* [Text section]
╔══

Sanford Challenges Legislature's Budget

In a letter to South Carolina’s Senate and House budget leaders, Governor Mark Sanford stated his opposition to the FY 2010-11 Appropriations Act. 

Sanford criticizes the legislature for initiating fees that are “backdoor tax increases” saying that “raising taxes to cover budget shortfalls is not good policy.”  

…we would ask that you remove the proposals to raise roughly $45 million in new fees from the budget. We view these fee increases as backdoor tax increases and believe that raising taxes to cover budget shortfalls is not good policy. Given this year’s budget outlook, shouldn’t we instead conserve our limited state funds and allocate general fund revenue to only the most important functions of government? This is particularly true given the $1 billion hole in which the state will find itself next year. Otherwise, the easy answer next year will once again be to raise taxes to cover the shortfall. Nonetheless, the Senate’s version of the budget allocates state funds to programs as it has in the past, and makes up for the funding shortfall for core government services by imposing significant fees on taxpayers. I don’t believe economic opportunity will be increased for the people of our state by raising state government’s weight and cost.

Sources indicate the idea of the Senate increasing its operational budget is particularly galling to the governor.  It’s a case of staff salaries going up while teachers and police officers get laid off.

[In] a year when nearly every agency’s budget is being slashed considerably, we respectfully cannot understand the rationale for increasing the Senate’s recurring base budget by over 52 percent. In last year’s appropriation act, the Senate had a recurring budget of $8,098,075, but the Senate-passed budget for this year appropriates $12,330,194 – an increase of more than $4.2 million. This sum does not even reflect the non-recurring $1 million the Senate is slated to receive for reapportionment.

╚══

* [Dataset rows]

╔══

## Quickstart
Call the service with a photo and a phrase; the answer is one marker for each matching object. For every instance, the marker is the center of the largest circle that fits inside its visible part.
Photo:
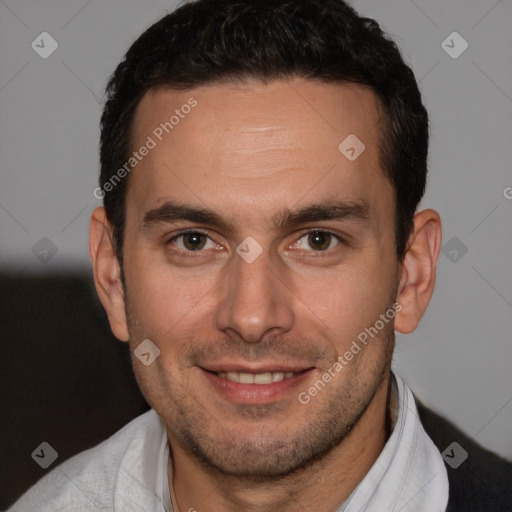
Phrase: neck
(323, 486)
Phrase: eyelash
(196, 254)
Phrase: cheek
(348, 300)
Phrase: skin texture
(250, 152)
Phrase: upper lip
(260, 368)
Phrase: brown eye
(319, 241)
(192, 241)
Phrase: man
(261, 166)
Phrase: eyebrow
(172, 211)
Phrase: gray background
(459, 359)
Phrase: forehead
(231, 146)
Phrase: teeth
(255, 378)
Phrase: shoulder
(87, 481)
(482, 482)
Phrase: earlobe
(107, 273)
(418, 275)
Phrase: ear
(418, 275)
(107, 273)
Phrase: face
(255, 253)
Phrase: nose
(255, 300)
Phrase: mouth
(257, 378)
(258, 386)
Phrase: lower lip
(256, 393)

╚══
╔══

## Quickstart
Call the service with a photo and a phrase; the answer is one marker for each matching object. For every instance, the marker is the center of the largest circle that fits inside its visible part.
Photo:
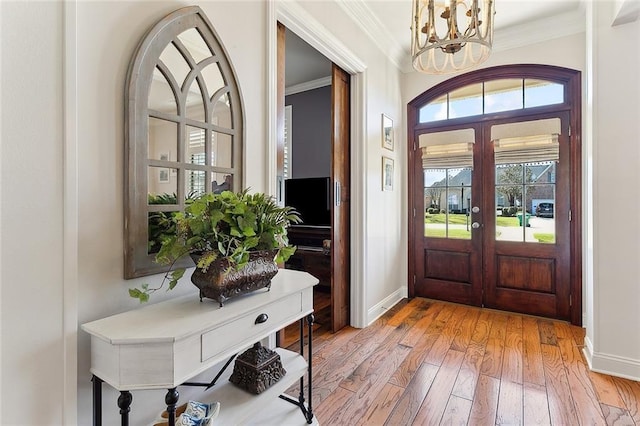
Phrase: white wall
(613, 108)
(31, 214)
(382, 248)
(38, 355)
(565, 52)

╚══

* [Exercises]
1. Quote the article on Sanford's budget letter word for word, starting with "[In] a year when" and going on through "receive for reapportionment.".
2. Answer these questions from the article on Sanford's budget letter:
(a) Roughly how much in new fees does the letter ask the budget leaders to remove?
(b) What was the Senate's recurring budget in last year's appropriation act?
(c) How large a hole will the state find itself in next year, according to the letter?
3. Proceed with the article on Sanford's budget letter, picking up after its final sentence.
The lines after the article on Sanford's budget letter are separate material with no connection to it.

* [Responses by task]
1.
[In] a year when nearly every agency’s budget is being slashed considerably, we respectfully cannot understand the rationale for increasing the Senate’s recurring base budget by over 52 percent. In last year’s appropriation act, the Senate had a recurring budget of $8,098,075, but the Senate-passed budget for this year appropriates $12,330,194 – an increase of more than $4.2 million. This sum does not even reflect the non-recurring $1 million the Senate is slated to receive for reapportionment.

2.
(a) Roughly $45 million.
(b) $8,098,075.
(c) $1 billion.

3.
Given the fact that teachers, law enforcement officers, and others are being laid-off or furloughed, we would respectfully request that the increased appropriations currently budgeted for the Senate be removed and re-appropriated for other critical areas.   Although $4.2 million will not solve our budgetary problems, it can go a long way toward keeping more teachers in the classrooms and law enforcement officers on the streets.

On the theme of “spending money we don’t have,” Sanford told the General Assembly:

 this budget is again simply spending money we don’t have. Last year we opposed a portion of the stimulus funds coming down to South Carolina because they would cause more damage to our state’s fiscal house in the future. We all now recognize that when the budget is being prepared this time next year we will have roughly $1 billion less to work with, due to the loss of stimulus funds. The $175 million that is included in Part IV will make next year’s budget hole $175 million deeper, and we have grave reservations about this. We believe a more fiscally prudent step would be to set aside $175 million to help alleviate the pain caused by the loss of $1 billion in stimulus funds next year. By setting aside this money the shortfall next year would be reduced by $175 million.

As we have mentioned in the past,” Sanford wrote,”hope is not a method.  We believe sound budgetary practices should rely on more than hope.”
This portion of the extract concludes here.